L2-delta-to-main Merge: FIG. 4 illustrates this merge operation. A new main structure is created out of the L2-delta and the existing main. While the L1-to-L2-delta Merge is minimally invasive with respect to running transactions, a L2-delta-to-main merge is a resource-intensive task which has to be carefully scheduled and highly optimized on a physical level. As soon as a L2-delta-to-main merge is started, the current L2-delta is closed for updates and a new empty L2-delta structure is created serving as the new target for the L1-to-L2-delta merge. If a merge fails, the system still operates with the new L2-delta and retries the merge with the previous versions of L2-delta and main. Section 4 will detail the core algorithms and give some more details of different optimization techniques such as column-wise or partial merge.

In preferred implementations, the dictionary consists of fixed strings. The dictionary can be implemented depending on the data stored: either the dictionary with a special compression is chosen (i.e., when the data allows it), or a “standard” dictionary is used. The special-compression dictionary also includes an optimized search capability as a binary search on bitcoded data, and uses special central processing unit (CPU) instructions to efficiently perform the compression.

The dictionary stores a list of strings which are sorted, i.e. AAA, ABC, ABB, ABC. This special dictionary is only used when all the strings have the same length (here, length 3). In this case, for each column position a “mini dictionary” is built containing the distinct values at that position:


Position 0: [A]


Position 1: [A, B]


Position 2: [A, B, C]

The strings are then coded using these dictionaries. While for the original string exactly 1 byte was needed for each character, this changes when using the new “mini” dictionaries: the first character of each string can be omitted, since it is the same for all strings—it needs to be stored in the mini dictionary only; and the second character in each string (position 1) only has two distinct values. These can be coded with 1 bit only. Also, the third character can be stored with 2 bits, which can lead to substantial savings.

As noted herein, FIG. 5 illustrates a delta merge operation.

Exercise tasks:
#1 Answer from the text on delta merges and dictionaries:
(a) What happens to the current L2-delta once an L2-delta-to-main merge starts?
(b) Under what condition is the special dictionary used?
(c) With how many bits can the third character be stored?
#2 Carry on the text on delta merges and dictionaries after its final sentence.
The lines after this text aren't needed here.

Given data:
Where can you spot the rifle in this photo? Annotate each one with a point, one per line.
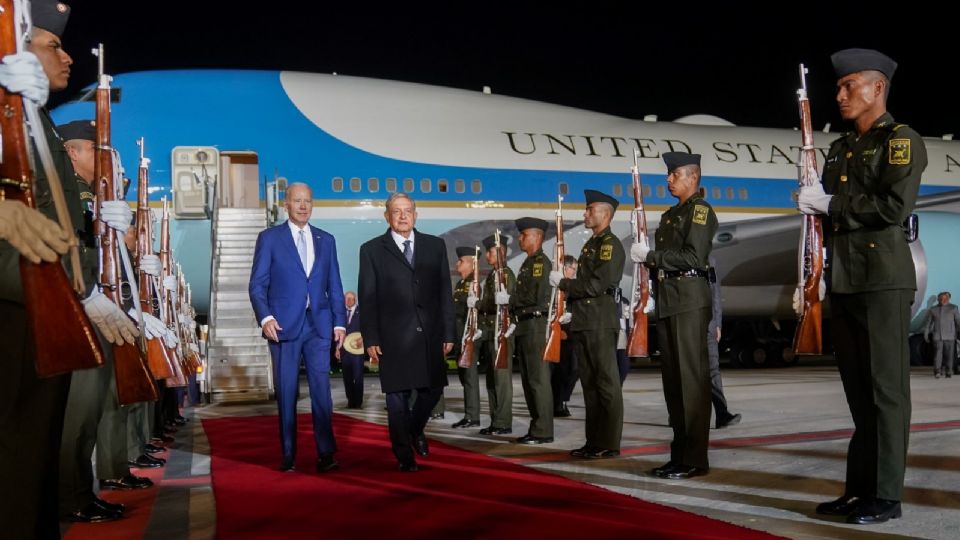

Answers in order:
#1
(a) It is closed for updates, and a new empty L2-delta structure is created to serve as the new target for the L1-to-L2-delta merge.
(b) Only when all the strings have the same length.
(c) With 2 bits.

#2
In implementations of the present subject matter, values are not stored directly. Rather, for each column, a dictionary is created with all distinct values, and for each row, a reference to the corresponding value in the dictionary is stored. FIG. 6 illustrates the data structure from FIG. 1, but in a column store with dictionaries. The storage estimation of using a fixed string dictionary as described below is: 2×10 bytes for the city dictionary; 2×4 bytes for the revenue dictionary; 3×1 bits for the city column referencing the city dictionary (since only values 0 and 1 need to be stored, one bit is sufficient); and 3×1 bits for the revenue column. This yields a storage estimate of about 30 bytes, compared to 42 bytes for the traditional row-based storage. The savings increases for more rows.

However, data in the dictionary itself is still not compressed. This is not a problem for numbers, but some dictionaries, especially string dictionaries, can get quite large. Therefore, there are two special dictionary implementions for strings in HANA:

    • 1) prefix-coded dictionary, in which common prefixes are removed. Example:

3 Terms: [ Wall, Wallclock, Walldorf] Dictionary: [ Wall, (4, clock), (4, dorf) ] The first entry in the dictionary is uncompressed (Wall) The subsequent entries reference the preceding entry: ,,04“: take 4 characters from the preceding entry (Wall) ,,clock“: add ,,clock“ −> ,,Wallclock“
    • 2) fixed string dictionary, where each character is encoded with a minimum number of bits. For example, GUIDs or TIMESTAMP-like strings only need a small subset of ASCII (0-9, A-F). It would be a waste to use 8 bits per character, sometimes 2-4 bits are enough, ˜0 bits are possible. This is described in further detail below.

FIG. 7 illustrates a fixed string dictionary, which has several special properties. Characters at position 1 are constant (0), and the prefix dictionary can compress those. Characters at the last two positions are also constant (0), however the prefix dictionary cannot compress those, but the fixed string dictionary can. Lastly, only a limited number of characters: e.g. [0, 1, 5, 6, A] can be at second position. The prefix dictionary needs 1 byte to encode, while the fixed string dictionary requires only 3 bits.

The terms in the fixed string dictionary are compressed in blocks, such as in 512 terms per block. For each block, there is a reference string (first string of the block). Characters that are constant among all the terms of the block are marked and not stored for terms 2 . . . 512 of the block (positions 1, 4, 5 in the example shown in FIG. 7). For all remaining character positions (2, 3), a separate dictionary is built. The non-constant characters of the remaining 511 terms in the block are coded according to these dictionaries. As an example:

Reference string: 00000 Bitvector denoting constant characters: [10011] These characters do not need to be encoded for terms 2..5 Dictionary for character position 2: [0, 1, 5, 6, A] 5 possible values −> 3 bits are required to encode one character Dictionary for character position 3: [0, A] 2 possible values −> 1 bit Encoding non-constant characters of term 2 ,,01000“: Character ,,1“: position 1 in dict, 3 bits −> bitstring 001 Character ,,0“: position 0 in dict, 1 bit −> bitstring 0 −> 0010 Encoding term 3: Character ,,5“: position 2, bitstring 010 Character ,,A“: position 1, bitstring 1 −> 0101

FIG. 8 illustrates term 3 encoding for the example shown in FIG. 7. If uncompressed, the storage required would be 25 bytes.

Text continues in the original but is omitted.